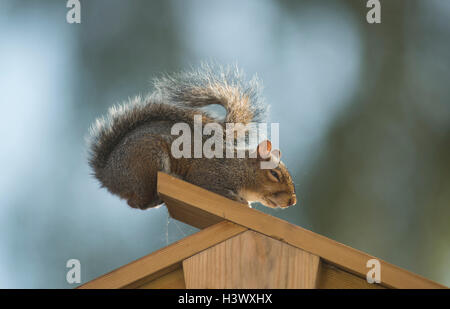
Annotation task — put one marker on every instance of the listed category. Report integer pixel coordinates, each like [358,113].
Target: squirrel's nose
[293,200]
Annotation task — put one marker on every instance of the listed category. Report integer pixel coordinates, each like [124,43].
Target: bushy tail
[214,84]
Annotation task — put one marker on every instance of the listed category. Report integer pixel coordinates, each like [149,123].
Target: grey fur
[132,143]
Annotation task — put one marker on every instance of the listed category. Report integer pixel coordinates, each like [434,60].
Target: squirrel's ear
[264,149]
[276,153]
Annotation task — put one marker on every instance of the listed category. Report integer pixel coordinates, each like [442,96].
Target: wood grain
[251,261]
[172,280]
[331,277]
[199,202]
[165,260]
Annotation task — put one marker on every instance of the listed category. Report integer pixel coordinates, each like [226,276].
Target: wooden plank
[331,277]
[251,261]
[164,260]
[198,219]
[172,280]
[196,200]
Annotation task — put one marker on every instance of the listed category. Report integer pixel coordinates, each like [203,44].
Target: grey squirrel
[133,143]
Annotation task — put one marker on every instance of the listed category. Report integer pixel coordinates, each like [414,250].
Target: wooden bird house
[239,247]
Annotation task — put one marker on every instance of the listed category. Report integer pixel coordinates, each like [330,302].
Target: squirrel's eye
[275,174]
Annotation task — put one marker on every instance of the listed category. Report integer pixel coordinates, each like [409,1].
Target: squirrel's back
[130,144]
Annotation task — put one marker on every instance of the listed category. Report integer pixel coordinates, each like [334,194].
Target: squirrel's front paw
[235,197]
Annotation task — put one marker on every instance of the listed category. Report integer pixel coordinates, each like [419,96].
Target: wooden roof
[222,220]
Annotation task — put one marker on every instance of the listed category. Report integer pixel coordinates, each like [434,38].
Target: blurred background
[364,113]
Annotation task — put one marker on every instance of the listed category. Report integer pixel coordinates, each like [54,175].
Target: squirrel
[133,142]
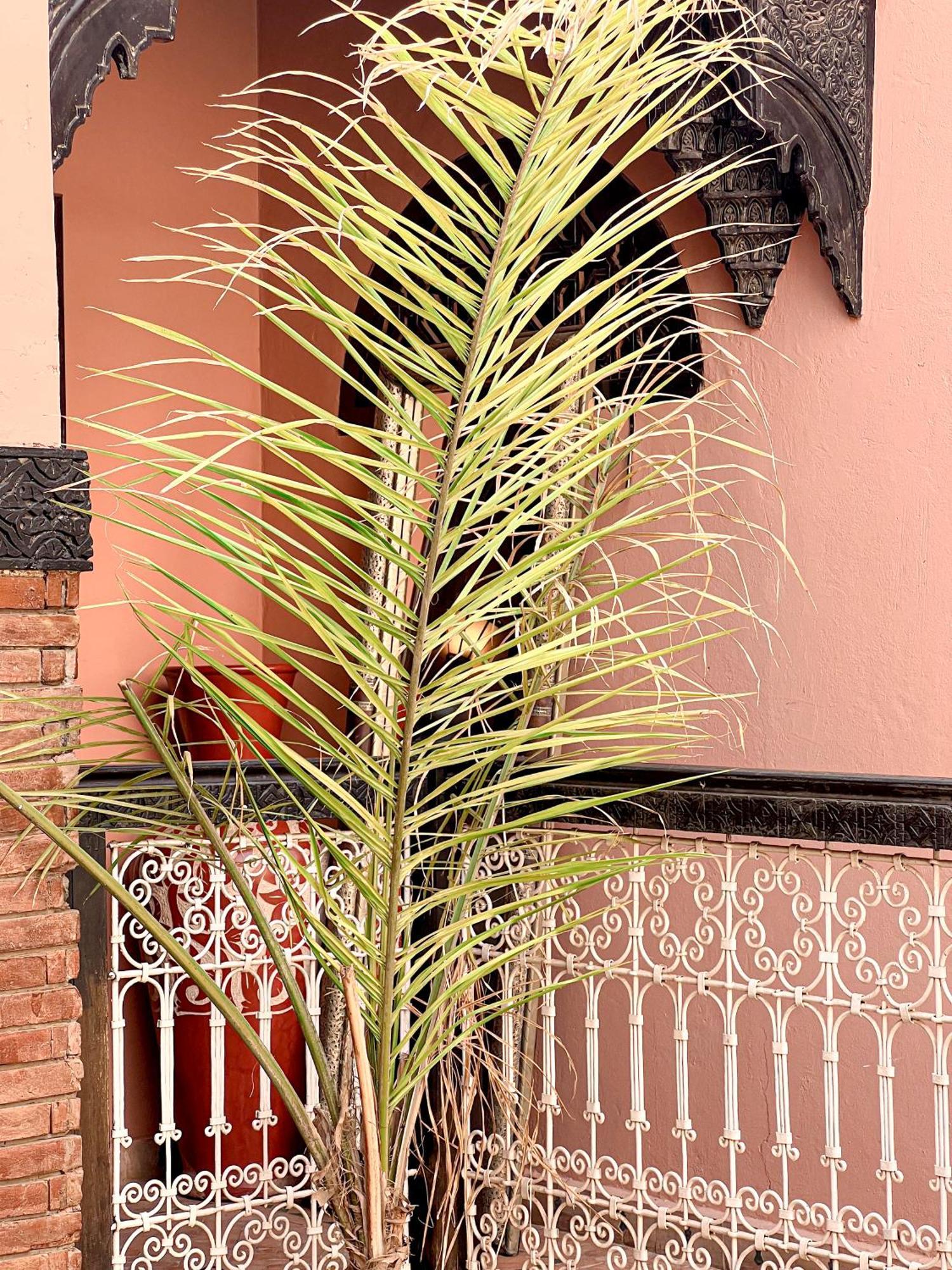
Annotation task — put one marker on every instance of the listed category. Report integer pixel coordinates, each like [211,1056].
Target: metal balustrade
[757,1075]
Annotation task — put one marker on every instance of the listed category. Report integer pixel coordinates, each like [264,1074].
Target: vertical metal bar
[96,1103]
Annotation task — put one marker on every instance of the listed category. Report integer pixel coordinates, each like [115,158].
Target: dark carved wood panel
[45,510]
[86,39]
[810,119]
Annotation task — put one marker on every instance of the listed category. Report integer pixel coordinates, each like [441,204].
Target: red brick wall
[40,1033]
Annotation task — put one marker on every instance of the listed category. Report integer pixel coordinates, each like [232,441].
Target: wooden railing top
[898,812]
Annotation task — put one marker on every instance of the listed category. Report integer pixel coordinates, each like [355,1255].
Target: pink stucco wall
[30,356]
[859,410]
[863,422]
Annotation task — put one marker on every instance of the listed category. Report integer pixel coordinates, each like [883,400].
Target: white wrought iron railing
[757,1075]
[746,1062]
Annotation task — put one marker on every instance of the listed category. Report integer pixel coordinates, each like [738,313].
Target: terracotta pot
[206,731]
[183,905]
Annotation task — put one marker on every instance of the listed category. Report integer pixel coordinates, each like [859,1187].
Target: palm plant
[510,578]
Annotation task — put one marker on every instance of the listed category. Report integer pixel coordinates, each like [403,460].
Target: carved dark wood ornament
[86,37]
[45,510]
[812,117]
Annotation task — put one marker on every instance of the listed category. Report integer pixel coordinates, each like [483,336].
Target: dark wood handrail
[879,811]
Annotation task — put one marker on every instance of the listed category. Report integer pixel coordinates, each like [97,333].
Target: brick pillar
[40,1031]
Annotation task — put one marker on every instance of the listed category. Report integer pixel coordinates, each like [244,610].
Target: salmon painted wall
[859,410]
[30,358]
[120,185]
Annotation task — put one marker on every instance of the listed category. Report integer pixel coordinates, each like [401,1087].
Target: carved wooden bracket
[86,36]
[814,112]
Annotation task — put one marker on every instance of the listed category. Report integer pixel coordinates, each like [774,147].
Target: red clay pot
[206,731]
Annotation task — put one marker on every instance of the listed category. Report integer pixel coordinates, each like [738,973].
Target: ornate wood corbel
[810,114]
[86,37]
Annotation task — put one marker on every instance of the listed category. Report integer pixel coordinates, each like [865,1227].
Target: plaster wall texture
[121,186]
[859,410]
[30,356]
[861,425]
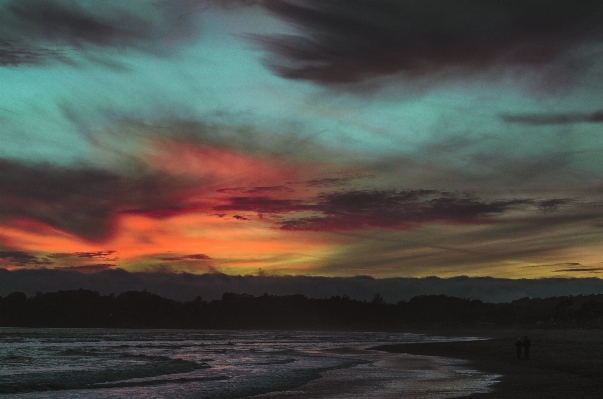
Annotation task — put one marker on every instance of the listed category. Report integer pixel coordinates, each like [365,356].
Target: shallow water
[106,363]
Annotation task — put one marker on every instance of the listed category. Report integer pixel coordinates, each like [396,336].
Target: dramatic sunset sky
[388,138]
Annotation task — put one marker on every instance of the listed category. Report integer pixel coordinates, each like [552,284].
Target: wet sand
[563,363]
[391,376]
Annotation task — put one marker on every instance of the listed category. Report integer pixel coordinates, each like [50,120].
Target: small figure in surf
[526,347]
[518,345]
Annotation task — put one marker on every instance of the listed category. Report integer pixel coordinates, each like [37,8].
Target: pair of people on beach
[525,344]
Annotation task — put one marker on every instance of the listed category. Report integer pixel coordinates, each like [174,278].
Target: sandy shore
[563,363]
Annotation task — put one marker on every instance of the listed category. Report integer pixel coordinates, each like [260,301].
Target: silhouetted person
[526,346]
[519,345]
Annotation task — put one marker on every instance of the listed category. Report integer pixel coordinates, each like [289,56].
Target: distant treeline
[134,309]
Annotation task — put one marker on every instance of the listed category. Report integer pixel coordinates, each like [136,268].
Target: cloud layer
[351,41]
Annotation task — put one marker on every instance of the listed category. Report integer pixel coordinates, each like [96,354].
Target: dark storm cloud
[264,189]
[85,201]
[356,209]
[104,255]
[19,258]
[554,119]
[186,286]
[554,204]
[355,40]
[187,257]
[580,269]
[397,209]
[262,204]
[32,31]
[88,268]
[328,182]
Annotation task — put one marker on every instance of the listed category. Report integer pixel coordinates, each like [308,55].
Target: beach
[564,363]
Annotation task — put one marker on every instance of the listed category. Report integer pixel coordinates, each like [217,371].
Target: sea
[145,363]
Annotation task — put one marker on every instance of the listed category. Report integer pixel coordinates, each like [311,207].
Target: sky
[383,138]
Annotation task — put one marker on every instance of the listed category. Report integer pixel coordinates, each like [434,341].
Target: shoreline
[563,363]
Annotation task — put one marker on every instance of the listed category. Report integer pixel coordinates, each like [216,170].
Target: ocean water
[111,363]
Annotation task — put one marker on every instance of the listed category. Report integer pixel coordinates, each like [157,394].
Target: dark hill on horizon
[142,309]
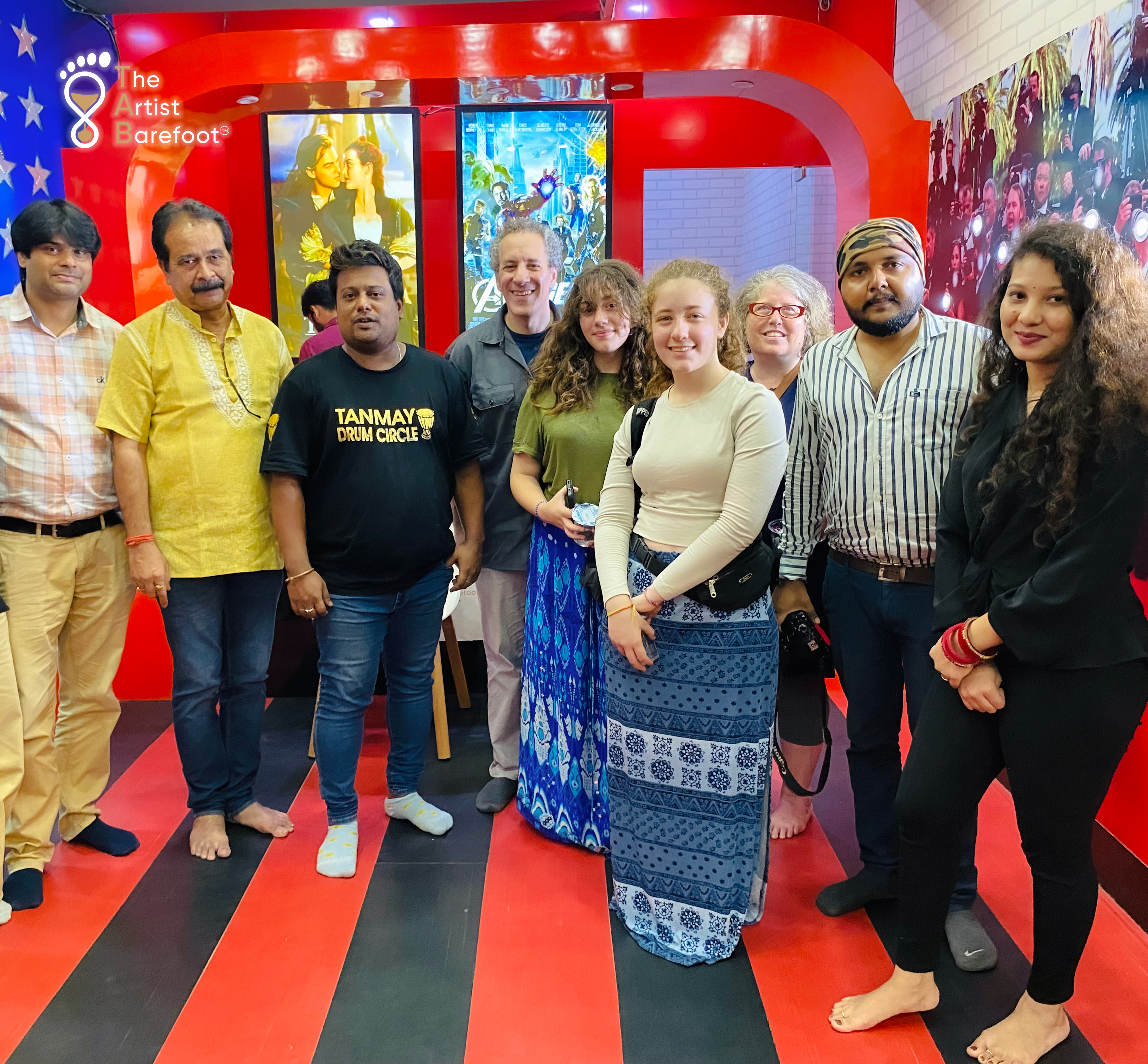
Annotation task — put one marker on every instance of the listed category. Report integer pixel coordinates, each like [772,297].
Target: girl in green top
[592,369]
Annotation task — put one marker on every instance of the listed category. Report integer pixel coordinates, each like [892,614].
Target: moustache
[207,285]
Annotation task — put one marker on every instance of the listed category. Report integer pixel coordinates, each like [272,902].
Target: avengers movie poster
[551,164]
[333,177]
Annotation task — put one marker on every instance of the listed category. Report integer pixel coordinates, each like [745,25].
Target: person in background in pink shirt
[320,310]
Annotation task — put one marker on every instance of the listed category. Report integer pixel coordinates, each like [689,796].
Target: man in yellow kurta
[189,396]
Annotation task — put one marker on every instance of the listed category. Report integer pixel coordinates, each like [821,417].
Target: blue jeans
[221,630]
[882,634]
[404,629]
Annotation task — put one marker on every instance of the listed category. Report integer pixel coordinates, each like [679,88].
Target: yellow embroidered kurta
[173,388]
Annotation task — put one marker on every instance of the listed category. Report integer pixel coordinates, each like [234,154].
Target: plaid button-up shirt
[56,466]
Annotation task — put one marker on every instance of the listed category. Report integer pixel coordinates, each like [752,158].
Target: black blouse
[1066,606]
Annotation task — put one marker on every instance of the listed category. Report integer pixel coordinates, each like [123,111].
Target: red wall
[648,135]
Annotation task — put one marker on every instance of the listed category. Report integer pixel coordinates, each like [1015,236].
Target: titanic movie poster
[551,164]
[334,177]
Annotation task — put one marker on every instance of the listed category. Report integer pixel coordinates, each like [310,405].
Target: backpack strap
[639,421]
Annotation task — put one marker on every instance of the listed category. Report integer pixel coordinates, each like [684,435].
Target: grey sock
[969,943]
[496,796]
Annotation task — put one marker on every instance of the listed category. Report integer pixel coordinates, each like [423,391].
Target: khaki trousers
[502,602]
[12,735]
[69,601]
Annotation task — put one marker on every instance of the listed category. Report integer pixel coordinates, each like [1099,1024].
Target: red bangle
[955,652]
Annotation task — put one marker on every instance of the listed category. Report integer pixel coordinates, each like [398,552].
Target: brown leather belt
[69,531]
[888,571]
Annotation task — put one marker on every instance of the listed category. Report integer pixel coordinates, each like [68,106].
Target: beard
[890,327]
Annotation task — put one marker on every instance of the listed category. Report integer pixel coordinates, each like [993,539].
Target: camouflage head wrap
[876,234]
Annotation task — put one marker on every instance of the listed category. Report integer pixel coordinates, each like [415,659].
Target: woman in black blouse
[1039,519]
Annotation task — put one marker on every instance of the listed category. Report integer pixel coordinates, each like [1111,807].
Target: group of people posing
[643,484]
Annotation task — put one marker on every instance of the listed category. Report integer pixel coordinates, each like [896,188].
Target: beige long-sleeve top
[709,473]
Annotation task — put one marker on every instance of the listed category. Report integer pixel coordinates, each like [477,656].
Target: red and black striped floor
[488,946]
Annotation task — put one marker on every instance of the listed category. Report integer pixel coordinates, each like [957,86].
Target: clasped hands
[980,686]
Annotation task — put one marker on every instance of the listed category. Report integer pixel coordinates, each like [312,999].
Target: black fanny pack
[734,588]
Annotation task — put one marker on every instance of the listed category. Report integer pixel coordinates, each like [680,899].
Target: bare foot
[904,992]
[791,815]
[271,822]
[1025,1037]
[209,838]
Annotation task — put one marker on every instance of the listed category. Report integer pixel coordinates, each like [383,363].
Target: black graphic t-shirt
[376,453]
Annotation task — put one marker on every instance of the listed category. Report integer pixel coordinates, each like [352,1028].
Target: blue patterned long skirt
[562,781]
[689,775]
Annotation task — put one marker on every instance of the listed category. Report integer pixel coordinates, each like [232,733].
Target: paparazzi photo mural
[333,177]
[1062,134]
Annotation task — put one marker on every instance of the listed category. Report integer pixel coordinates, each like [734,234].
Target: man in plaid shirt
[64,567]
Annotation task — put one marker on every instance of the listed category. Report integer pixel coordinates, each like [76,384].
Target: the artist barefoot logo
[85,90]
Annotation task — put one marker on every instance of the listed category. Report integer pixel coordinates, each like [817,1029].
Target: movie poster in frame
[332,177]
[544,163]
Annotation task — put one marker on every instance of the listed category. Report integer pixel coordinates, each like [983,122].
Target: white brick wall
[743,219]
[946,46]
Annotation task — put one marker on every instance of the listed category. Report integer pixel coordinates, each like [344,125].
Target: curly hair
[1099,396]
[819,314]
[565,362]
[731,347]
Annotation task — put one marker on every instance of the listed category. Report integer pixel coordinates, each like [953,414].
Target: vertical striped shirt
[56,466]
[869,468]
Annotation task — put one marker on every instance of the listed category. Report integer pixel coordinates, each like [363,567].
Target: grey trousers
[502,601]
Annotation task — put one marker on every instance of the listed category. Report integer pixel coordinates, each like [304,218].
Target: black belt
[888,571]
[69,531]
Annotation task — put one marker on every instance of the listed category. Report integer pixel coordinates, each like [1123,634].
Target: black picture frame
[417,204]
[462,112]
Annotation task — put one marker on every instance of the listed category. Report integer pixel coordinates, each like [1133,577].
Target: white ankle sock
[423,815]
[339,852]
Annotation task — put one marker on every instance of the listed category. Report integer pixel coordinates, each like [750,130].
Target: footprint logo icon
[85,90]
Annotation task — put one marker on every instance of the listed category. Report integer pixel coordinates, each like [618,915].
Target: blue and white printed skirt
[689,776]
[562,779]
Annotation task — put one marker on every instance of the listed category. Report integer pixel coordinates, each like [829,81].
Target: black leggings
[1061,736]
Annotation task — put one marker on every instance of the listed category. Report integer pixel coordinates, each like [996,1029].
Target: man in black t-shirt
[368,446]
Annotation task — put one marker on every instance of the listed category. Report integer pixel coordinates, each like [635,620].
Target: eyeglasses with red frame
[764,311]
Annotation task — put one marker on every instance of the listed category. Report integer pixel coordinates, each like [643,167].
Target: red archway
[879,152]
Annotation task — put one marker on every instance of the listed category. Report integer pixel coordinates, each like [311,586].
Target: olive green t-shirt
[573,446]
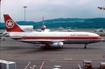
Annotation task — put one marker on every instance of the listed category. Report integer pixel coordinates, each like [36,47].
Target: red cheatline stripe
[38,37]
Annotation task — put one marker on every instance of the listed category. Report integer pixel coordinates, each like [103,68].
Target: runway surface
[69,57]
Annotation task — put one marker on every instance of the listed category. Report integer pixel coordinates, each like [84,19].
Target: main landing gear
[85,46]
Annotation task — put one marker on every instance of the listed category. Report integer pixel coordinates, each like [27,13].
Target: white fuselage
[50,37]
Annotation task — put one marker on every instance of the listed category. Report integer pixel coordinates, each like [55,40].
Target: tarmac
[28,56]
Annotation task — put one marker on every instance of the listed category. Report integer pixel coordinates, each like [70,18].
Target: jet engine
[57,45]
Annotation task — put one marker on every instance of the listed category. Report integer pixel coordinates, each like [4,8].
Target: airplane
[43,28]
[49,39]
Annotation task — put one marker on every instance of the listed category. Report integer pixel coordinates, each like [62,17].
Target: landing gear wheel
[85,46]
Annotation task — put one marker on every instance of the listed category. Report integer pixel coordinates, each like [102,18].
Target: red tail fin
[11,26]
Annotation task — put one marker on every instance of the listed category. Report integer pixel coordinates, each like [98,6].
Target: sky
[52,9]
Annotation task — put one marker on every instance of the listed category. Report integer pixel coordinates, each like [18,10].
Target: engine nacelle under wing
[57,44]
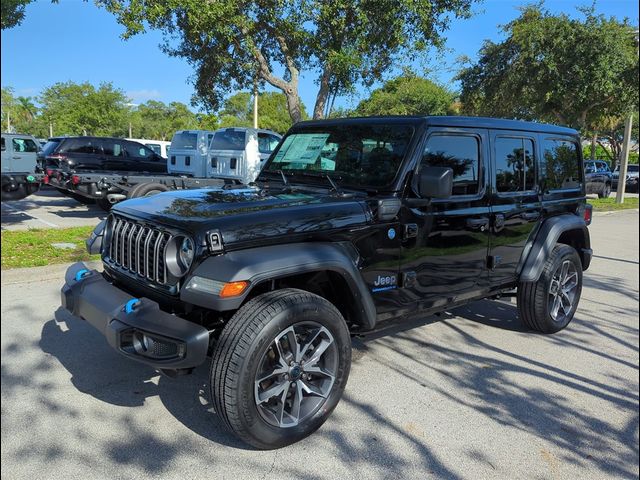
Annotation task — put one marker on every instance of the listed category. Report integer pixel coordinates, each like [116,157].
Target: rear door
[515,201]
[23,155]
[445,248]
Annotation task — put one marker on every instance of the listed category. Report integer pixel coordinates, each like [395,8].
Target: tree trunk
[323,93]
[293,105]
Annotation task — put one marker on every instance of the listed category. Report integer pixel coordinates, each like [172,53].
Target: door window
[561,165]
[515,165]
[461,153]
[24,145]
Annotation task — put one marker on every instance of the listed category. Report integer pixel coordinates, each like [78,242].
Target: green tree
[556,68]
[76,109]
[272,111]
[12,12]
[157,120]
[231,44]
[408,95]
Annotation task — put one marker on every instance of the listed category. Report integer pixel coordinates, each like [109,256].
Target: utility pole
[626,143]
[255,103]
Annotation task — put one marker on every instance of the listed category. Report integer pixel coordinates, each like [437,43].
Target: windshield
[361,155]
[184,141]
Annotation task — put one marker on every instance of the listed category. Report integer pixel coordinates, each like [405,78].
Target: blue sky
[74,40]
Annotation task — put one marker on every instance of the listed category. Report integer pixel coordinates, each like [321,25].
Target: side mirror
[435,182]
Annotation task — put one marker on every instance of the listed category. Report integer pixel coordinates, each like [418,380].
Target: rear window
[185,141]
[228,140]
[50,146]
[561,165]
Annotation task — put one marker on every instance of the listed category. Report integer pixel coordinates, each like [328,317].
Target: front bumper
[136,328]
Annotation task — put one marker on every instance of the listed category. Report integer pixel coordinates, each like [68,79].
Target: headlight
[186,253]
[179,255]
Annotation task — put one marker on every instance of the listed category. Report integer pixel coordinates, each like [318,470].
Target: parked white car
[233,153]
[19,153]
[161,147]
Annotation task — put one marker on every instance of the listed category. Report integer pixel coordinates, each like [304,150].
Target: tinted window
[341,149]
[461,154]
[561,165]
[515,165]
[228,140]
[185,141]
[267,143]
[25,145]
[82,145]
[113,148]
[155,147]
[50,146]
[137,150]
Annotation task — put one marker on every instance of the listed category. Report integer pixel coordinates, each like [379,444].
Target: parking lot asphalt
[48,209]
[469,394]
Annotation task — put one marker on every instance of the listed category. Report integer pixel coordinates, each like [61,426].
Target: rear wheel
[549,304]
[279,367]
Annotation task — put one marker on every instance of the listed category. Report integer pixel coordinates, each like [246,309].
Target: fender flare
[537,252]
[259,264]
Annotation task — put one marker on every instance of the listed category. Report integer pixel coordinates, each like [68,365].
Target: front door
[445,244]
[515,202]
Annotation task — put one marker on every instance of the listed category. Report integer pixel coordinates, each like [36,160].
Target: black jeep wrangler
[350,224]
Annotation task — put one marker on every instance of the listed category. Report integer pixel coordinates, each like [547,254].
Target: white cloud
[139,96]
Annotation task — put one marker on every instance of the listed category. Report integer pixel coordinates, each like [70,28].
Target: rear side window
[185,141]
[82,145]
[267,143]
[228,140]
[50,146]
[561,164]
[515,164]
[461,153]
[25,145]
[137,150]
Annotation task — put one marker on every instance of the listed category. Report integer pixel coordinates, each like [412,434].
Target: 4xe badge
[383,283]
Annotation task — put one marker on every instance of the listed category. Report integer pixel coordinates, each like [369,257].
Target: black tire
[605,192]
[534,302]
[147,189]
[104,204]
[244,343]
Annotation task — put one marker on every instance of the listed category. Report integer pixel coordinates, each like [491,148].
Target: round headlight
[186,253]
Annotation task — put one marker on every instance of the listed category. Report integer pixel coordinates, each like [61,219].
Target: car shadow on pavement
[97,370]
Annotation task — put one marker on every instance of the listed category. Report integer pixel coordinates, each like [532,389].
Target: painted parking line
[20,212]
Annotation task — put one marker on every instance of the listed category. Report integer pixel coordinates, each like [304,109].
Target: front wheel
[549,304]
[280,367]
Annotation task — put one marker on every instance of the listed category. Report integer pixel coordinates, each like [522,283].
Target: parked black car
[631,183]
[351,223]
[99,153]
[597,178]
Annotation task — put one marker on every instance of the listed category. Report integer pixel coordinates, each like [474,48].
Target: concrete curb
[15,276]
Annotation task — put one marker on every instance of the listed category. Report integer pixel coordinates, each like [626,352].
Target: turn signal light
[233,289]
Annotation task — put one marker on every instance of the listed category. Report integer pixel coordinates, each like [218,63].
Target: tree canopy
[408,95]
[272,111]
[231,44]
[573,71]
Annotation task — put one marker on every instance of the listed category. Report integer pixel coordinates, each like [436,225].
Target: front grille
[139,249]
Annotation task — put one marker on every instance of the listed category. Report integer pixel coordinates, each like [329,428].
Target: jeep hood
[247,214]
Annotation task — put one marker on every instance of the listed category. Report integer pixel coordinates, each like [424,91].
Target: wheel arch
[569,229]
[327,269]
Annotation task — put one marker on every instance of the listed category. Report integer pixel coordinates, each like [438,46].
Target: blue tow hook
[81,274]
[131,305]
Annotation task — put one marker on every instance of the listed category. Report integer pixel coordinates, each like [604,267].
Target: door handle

━━━

What you will do:
Return the line that contains "each like [218,63]." and all lines after it, verbatim, and nothing else.

Exercise response:
Annotation task — put one marker on every instance of the listed category. Report integer pixel coordinates, each like [218,63].
Target: tree canopy
[408,95]
[272,111]
[231,44]
[573,71]
Annotation task — put one marker on every instance of the listed category. Report integer pixel coordinates, each like [436,225].
Target: front grille
[139,249]
Annotation task — put one marker on every instance of the listed category. Report integer pixel coordinates, each like [329,428].
Target: jeep hood
[247,214]
Annotation task — put one marker on every instance of the listed category. Report integer pixel coordinates, each like [424,91].
Target: wheel arch
[569,229]
[327,269]
Annotation task — put one marker on every instance of the listed category. Report integer pixel coordinates, each like [438,46].
Target: blue tow hook
[81,274]
[131,305]
Annotation task — put one marker on every instance of the listed category. Report integer pixel coordinates, each like [604,267].
Target: door handle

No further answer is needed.